● INPUT ROWS
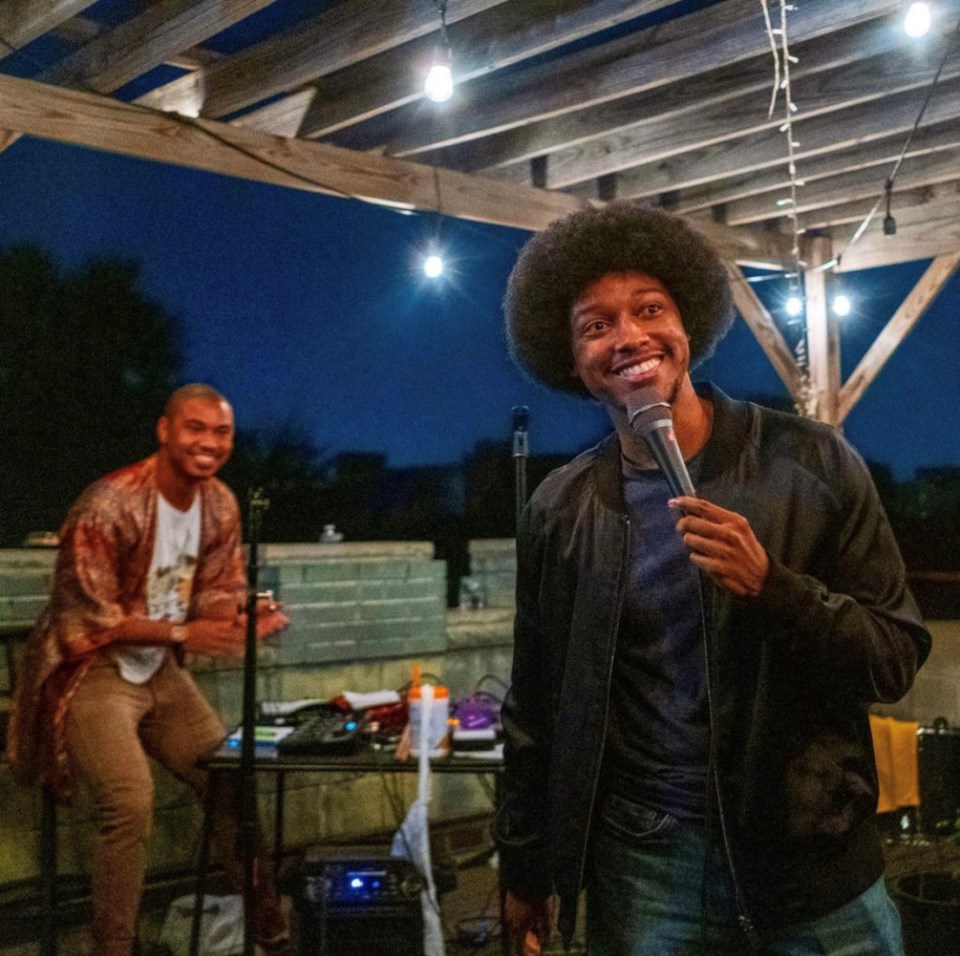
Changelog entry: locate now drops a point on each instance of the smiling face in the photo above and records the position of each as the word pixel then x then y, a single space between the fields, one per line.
pixel 626 334
pixel 195 438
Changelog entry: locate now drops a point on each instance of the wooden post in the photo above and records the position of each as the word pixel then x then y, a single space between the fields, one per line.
pixel 823 338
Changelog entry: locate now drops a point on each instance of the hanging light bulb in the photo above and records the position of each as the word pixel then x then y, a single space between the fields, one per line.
pixel 439 83
pixel 842 306
pixel 917 21
pixel 433 265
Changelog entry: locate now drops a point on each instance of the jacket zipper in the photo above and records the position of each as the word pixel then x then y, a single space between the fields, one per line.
pixel 624 559
pixel 743 918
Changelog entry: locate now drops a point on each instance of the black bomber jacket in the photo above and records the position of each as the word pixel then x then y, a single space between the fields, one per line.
pixel 791 673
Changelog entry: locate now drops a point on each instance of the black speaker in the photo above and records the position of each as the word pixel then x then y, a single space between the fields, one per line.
pixel 938 767
pixel 352 903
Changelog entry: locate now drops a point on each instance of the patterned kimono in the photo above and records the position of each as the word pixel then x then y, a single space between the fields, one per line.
pixel 106 547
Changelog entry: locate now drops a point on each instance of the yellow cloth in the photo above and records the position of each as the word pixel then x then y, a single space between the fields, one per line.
pixel 895 750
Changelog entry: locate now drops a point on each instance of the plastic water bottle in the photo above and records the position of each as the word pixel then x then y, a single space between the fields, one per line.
pixel 429 716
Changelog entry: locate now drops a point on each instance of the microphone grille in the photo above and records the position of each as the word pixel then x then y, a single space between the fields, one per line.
pixel 645 408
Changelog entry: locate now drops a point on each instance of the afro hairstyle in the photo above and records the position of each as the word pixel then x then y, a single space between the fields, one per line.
pixel 557 265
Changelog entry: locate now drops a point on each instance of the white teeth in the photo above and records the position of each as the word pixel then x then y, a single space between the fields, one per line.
pixel 648 366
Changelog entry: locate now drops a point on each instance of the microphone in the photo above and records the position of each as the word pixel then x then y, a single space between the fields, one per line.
pixel 649 416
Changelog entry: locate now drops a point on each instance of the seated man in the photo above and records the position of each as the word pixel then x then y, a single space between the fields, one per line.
pixel 149 567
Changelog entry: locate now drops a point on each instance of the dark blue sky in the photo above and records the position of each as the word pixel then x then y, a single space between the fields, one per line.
pixel 312 309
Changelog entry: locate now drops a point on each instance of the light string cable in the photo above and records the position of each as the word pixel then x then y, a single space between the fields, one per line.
pixel 782 60
pixel 217 137
pixel 888 185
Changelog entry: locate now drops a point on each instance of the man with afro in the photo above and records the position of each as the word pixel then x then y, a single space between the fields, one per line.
pixel 687 732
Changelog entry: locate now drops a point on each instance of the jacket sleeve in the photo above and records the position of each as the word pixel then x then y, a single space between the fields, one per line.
pixel 521 814
pixel 221 578
pixel 860 625
pixel 86 600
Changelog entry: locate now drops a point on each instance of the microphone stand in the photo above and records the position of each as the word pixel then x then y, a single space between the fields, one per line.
pixel 249 826
pixel 521 450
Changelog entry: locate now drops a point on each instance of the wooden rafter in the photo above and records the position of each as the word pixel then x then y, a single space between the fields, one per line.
pixel 334 39
pixel 718 36
pixel 895 331
pixel 765 330
pixel 87 119
pixel 485 43
pixel 152 37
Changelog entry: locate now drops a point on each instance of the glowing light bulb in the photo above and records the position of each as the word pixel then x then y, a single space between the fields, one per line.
pixel 439 83
pixel 433 266
pixel 842 305
pixel 917 21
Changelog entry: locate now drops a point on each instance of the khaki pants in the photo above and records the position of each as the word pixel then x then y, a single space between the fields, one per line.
pixel 113 727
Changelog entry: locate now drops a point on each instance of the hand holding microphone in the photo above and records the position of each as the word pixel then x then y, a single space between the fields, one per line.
pixel 722 543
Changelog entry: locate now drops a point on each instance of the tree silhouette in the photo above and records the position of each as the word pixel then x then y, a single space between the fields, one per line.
pixel 289 470
pixel 86 363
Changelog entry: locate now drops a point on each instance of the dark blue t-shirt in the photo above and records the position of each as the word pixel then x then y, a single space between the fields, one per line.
pixel 658 732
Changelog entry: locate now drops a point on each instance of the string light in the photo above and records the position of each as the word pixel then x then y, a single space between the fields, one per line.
pixel 842 305
pixel 433 265
pixel 917 21
pixel 794 305
pixel 439 83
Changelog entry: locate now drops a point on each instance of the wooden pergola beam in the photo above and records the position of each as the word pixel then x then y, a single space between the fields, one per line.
pixel 896 330
pixel 86 119
pixel 22 21
pixel 767 334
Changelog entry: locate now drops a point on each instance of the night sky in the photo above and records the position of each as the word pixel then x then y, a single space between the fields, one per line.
pixel 311 310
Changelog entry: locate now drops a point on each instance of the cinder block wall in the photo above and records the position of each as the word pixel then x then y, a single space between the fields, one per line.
pixel 493 564
pixel 361 614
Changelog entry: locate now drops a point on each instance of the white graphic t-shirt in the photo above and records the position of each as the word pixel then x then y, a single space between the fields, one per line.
pixel 169 583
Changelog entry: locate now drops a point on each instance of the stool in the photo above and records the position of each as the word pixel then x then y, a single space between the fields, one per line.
pixel 49 940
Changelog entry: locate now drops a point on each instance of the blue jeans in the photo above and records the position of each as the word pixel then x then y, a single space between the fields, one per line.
pixel 655 888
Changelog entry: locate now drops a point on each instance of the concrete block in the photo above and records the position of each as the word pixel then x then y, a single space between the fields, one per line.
pixel 21 609
pixel 24 582
pixel 397 589
pixel 304 616
pixel 412 609
pixel 320 592
pixel 331 571
pixel 19 854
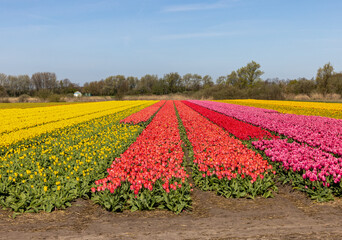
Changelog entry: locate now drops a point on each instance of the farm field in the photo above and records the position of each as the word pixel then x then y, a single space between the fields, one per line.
pixel 33 105
pixel 215 164
pixel 332 110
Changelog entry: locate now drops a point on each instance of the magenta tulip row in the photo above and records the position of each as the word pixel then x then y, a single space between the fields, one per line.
pixel 314 164
pixel 321 132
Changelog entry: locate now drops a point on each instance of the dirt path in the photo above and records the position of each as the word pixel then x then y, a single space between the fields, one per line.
pixel 289 215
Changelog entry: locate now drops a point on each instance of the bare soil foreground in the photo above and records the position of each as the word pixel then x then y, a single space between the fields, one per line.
pixel 289 215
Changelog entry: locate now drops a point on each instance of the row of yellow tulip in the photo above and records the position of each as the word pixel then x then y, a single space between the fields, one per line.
pixel 53 169
pixel 20 124
pixel 33 105
pixel 332 110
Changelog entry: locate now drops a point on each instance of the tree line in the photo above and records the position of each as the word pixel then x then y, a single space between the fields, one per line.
pixel 244 82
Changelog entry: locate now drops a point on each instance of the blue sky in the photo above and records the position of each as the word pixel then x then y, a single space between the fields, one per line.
pixel 87 40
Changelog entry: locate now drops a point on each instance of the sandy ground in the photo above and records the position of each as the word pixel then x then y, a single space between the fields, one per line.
pixel 289 215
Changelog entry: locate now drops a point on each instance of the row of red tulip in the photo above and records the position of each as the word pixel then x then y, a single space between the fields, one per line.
pixel 156 155
pixel 218 154
pixel 241 130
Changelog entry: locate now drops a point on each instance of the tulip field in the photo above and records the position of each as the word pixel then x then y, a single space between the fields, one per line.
pixel 144 155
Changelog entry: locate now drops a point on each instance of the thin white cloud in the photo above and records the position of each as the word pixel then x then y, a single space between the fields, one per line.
pixel 197 7
pixel 197 35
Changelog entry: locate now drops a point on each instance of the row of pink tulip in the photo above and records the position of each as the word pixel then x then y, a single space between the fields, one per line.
pixel 312 163
pixel 321 132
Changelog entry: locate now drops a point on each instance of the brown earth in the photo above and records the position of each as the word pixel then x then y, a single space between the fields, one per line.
pixel 289 215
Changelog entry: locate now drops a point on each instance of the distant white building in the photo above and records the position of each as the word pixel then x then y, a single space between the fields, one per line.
pixel 77 94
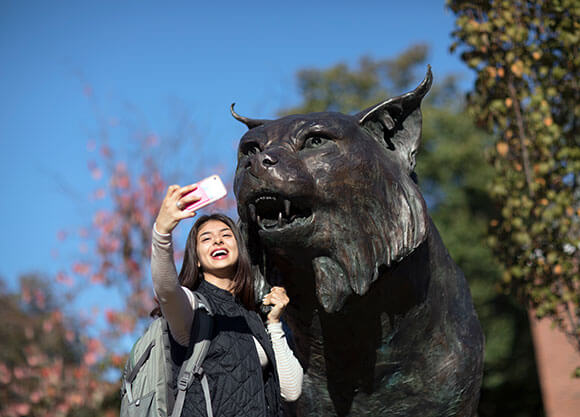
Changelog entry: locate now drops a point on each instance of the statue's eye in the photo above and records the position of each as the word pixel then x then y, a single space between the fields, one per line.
pixel 313 142
pixel 250 148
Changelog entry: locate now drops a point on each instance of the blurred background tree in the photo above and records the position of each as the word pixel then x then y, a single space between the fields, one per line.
pixel 46 362
pixel 527 95
pixel 454 176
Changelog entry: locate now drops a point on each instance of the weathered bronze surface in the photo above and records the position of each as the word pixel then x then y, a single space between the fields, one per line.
pixel 381 317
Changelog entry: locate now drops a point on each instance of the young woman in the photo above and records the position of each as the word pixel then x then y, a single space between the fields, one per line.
pixel 249 367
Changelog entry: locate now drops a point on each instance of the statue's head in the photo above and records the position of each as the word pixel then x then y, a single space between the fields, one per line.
pixel 334 191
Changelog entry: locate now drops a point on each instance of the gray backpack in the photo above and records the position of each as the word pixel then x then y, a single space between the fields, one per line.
pixel 152 385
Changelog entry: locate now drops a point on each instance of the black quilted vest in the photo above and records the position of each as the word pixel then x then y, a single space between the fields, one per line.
pixel 238 385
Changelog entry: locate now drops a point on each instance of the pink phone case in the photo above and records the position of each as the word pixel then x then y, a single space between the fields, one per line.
pixel 210 190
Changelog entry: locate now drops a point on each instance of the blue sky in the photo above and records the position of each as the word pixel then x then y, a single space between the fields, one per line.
pixel 202 55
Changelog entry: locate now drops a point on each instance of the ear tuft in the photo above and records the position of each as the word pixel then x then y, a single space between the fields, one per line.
pixel 397 121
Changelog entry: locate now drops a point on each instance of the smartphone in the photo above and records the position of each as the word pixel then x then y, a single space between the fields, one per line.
pixel 210 190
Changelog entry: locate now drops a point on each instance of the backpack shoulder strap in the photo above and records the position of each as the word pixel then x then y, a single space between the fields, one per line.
pixel 201 332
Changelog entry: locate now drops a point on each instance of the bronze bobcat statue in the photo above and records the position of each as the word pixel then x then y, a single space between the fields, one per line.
pixel 381 318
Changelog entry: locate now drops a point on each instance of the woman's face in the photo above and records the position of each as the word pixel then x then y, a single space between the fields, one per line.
pixel 217 249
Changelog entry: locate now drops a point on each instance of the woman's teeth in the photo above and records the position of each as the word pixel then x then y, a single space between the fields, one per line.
pixel 219 252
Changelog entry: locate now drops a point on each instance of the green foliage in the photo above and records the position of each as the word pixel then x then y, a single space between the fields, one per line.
pixel 527 95
pixel 454 176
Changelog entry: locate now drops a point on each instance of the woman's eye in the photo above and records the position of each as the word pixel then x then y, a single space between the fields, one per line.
pixel 313 142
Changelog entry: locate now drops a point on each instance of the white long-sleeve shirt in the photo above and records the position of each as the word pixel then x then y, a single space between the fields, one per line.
pixel 178 307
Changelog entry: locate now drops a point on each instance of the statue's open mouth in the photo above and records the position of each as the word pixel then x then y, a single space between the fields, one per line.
pixel 274 212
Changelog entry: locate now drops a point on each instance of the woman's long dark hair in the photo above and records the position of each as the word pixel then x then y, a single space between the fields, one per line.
pixel 191 275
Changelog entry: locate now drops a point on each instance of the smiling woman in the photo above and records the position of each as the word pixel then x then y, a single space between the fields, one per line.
pixel 249 368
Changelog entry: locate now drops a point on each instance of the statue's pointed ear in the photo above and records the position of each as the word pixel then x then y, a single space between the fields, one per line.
pixel 397 121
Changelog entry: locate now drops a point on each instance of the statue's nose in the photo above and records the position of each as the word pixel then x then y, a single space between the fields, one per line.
pixel 269 160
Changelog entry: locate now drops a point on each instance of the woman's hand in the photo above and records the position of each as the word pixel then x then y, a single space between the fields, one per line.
pixel 171 211
pixel 279 299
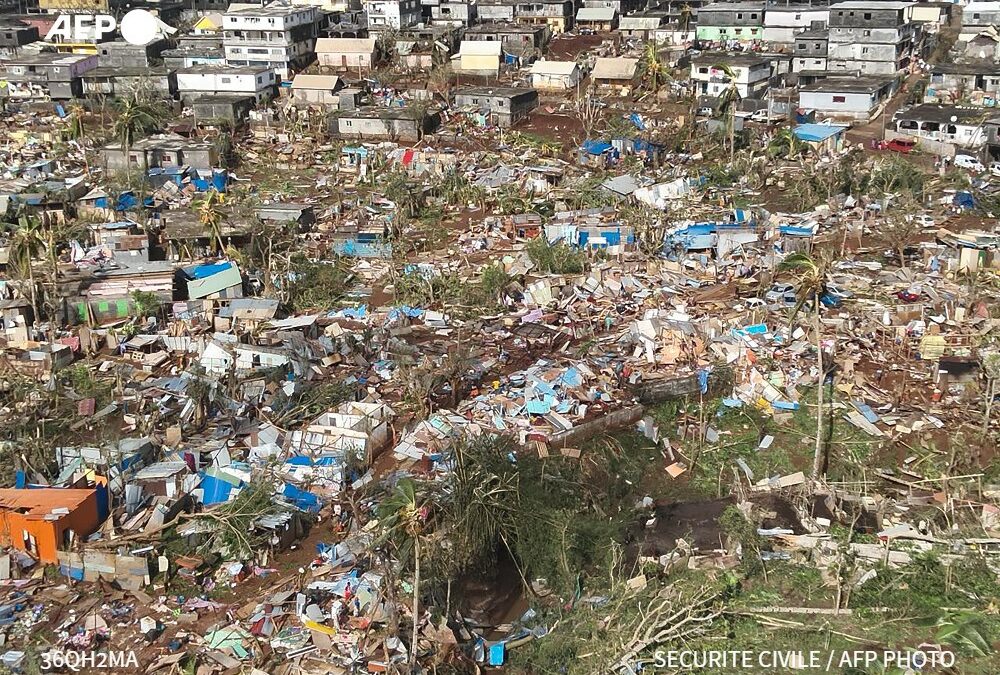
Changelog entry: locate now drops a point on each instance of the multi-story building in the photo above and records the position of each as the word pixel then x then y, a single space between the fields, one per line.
pixel 750 74
pixel 497 11
pixel 725 21
pixel 810 50
pixel 977 17
pixel 391 14
pixel 783 22
pixel 623 7
pixel 556 14
pixel 975 82
pixel 15 34
pixel 47 74
pixel 276 36
pixel 454 12
pixel 870 38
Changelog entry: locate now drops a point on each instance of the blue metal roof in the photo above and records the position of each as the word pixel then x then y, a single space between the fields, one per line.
pixel 817 132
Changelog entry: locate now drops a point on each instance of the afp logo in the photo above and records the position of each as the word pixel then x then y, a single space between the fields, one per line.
pixel 138 27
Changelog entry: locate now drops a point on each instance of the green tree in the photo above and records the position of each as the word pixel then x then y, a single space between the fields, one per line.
pixel 27 242
pixel 135 119
pixel 654 70
pixel 405 520
pixel 787 145
pixel 211 218
pixel 729 99
pixel 810 275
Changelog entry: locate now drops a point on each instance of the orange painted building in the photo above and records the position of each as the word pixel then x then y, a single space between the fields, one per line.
pixel 38 521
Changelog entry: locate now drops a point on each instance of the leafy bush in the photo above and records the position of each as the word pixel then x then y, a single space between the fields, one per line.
pixel 555 258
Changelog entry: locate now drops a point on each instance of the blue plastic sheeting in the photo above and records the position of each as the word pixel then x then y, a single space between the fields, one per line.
pixel 596 147
pixel 204 271
pixel 497 654
pixel 817 132
pixel 126 201
pixel 964 200
pixel 303 500
pixel 215 490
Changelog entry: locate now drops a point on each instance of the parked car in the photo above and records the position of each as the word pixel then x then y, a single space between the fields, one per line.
pixel 901 145
pixel 969 162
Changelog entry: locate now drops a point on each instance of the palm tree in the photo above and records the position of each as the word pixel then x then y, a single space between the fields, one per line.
pixel 210 216
pixel 787 145
pixel 27 242
pixel 810 273
pixel 652 66
pixel 685 20
pixel 405 517
pixel 135 118
pixel 729 99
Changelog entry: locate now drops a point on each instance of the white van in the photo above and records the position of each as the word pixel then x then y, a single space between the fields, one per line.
pixel 969 162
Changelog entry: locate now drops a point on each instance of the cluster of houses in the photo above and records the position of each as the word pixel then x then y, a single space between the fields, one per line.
pixel 835 62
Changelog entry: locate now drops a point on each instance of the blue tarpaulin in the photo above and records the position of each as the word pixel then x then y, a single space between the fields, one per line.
pixel 817 133
pixel 303 500
pixel 596 147
pixel 205 271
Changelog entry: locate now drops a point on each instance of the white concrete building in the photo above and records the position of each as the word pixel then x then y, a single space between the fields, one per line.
pixel 386 14
pixel 783 22
pixel 751 74
pixel 193 83
pixel 281 37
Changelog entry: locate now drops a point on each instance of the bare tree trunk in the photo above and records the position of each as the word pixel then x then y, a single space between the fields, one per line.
pixel 818 456
pixel 416 598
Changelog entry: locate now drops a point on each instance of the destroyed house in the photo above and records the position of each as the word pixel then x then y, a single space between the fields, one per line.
pixel 848 98
pixel 510 35
pixel 501 106
pixel 361 428
pixel 978 81
pixel 48 74
pixel 724 21
pixel 555 75
pixel 355 54
pixel 259 82
pixel 597 19
pixel 557 15
pixel 590 228
pixel 382 123
pixel 14 35
pixel 123 82
pixel 954 125
pixel 454 12
pixel 317 90
pixel 612 72
pixel 121 54
pixel 43 521
pixel 160 151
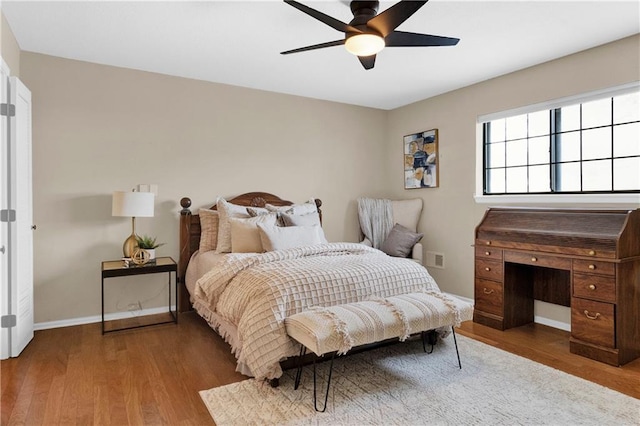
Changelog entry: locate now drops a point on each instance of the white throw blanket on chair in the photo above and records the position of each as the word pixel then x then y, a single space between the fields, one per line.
pixel 376 219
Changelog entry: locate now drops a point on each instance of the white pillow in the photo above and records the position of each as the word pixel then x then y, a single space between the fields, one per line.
pixel 245 236
pixel 282 238
pixel 226 210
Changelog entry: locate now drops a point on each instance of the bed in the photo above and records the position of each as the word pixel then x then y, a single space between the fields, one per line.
pixel 246 295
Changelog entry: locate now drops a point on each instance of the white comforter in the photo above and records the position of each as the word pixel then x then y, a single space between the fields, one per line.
pixel 256 292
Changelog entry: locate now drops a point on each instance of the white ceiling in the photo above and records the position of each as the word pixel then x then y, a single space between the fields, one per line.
pixel 238 42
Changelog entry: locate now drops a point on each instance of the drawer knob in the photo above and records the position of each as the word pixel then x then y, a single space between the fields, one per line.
pixel 588 315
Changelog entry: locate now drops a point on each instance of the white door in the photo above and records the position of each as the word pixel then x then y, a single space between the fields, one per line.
pixel 4 279
pixel 21 231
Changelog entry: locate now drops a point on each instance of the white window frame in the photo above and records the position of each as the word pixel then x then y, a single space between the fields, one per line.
pixel 628 199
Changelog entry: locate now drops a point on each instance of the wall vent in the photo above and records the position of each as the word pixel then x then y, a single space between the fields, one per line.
pixel 435 259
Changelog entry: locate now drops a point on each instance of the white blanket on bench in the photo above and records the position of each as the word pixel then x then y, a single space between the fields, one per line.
pixel 256 292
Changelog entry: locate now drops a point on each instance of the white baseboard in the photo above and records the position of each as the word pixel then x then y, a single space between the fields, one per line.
pixel 537 318
pixel 552 323
pixel 98 318
pixel 128 314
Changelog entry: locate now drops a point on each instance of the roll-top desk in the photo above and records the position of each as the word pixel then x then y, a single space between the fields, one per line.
pixel 586 259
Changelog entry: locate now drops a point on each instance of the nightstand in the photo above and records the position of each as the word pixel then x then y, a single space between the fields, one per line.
pixel 116 268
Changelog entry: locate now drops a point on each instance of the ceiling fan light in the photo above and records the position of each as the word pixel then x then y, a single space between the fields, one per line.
pixel 364 44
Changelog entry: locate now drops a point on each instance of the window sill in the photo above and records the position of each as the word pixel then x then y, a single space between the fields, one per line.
pixel 619 200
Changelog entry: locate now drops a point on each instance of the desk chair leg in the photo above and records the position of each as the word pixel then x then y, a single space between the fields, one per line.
pixel 326 395
pixel 456 343
pixel 303 351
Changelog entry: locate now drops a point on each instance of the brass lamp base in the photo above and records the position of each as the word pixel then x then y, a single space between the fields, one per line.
pixel 130 245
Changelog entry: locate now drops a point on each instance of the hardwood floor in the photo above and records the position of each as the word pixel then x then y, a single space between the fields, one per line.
pixel 152 376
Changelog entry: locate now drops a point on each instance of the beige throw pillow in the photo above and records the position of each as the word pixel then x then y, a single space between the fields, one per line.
pixel 227 210
pixel 245 235
pixel 400 241
pixel 208 230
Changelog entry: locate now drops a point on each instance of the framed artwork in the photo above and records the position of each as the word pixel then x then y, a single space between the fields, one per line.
pixel 421 160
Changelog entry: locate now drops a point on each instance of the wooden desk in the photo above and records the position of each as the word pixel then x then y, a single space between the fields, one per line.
pixel 586 259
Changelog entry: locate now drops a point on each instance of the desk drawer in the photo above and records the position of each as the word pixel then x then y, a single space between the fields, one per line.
pixel 489 253
pixel 593 322
pixel 489 297
pixel 489 269
pixel 594 267
pixel 597 287
pixel 537 260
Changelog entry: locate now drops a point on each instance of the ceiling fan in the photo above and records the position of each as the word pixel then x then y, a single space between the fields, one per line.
pixel 368 33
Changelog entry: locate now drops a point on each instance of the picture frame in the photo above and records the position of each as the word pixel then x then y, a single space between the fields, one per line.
pixel 421 160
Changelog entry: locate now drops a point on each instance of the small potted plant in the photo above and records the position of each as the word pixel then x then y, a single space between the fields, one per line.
pixel 148 244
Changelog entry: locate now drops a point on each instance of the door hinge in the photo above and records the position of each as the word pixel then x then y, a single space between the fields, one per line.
pixel 8 110
pixel 7 215
pixel 7 321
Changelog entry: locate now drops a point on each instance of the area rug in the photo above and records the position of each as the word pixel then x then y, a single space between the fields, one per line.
pixel 402 385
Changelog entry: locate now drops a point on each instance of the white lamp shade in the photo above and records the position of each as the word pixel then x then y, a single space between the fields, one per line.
pixel 132 204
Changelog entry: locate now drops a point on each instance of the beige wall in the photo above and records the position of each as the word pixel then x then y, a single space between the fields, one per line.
pixel 9 49
pixel 97 129
pixel 451 212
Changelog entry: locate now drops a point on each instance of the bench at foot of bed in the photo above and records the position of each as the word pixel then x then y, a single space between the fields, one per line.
pixel 337 329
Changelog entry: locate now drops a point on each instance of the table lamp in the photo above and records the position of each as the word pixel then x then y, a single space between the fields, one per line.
pixel 132 204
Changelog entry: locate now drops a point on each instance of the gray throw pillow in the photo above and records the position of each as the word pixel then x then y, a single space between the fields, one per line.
pixel 400 241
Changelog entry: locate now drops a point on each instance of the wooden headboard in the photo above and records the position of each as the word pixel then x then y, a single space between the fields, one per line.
pixel 190 232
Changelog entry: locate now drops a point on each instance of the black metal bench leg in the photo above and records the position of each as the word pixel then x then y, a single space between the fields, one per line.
pixel 456 343
pixel 303 351
pixel 326 395
pixel 426 335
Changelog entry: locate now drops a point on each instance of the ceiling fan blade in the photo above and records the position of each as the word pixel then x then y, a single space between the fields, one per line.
pixel 401 38
pixel 367 61
pixel 332 22
pixel 314 47
pixel 389 20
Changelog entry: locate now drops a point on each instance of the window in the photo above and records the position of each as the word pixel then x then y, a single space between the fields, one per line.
pixel 586 145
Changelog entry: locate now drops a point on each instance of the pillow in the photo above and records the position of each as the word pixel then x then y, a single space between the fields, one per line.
pixel 308 219
pixel 208 230
pixel 282 238
pixel 245 236
pixel 226 210
pixel 400 241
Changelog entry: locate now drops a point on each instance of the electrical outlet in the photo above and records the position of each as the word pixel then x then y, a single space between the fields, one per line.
pixel 135 306
pixel 435 259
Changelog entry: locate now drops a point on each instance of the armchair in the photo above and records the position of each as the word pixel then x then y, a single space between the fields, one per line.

● REQUIREMENT
Quote the material word for word, starting with the line that contains "of the destroyed" and going on through the line that contains "pixel 376 219", both included. Leave the pictures out of your answer.

● RESULT OF THIS TASK
Changelog entry: locate now drops a point on each instance of the destroyed house in the photo above and records the position of each as the word pixel then x then y, a single space between the fields, one per line.
pixel 848 98
pixel 510 35
pixel 501 106
pixel 361 428
pixel 978 81
pixel 48 74
pixel 724 21
pixel 555 75
pixel 355 54
pixel 259 82
pixel 597 19
pixel 557 15
pixel 590 228
pixel 382 123
pixel 14 35
pixel 123 82
pixel 954 125
pixel 454 12
pixel 317 90
pixel 612 72
pixel 121 54
pixel 43 521
pixel 160 151
Changelog entry: locate now drops a point on each instance of the white throw blanket on chair in the photo above and records the position of each as the word pixel then x then y, a single space between the fields, one per line.
pixel 376 219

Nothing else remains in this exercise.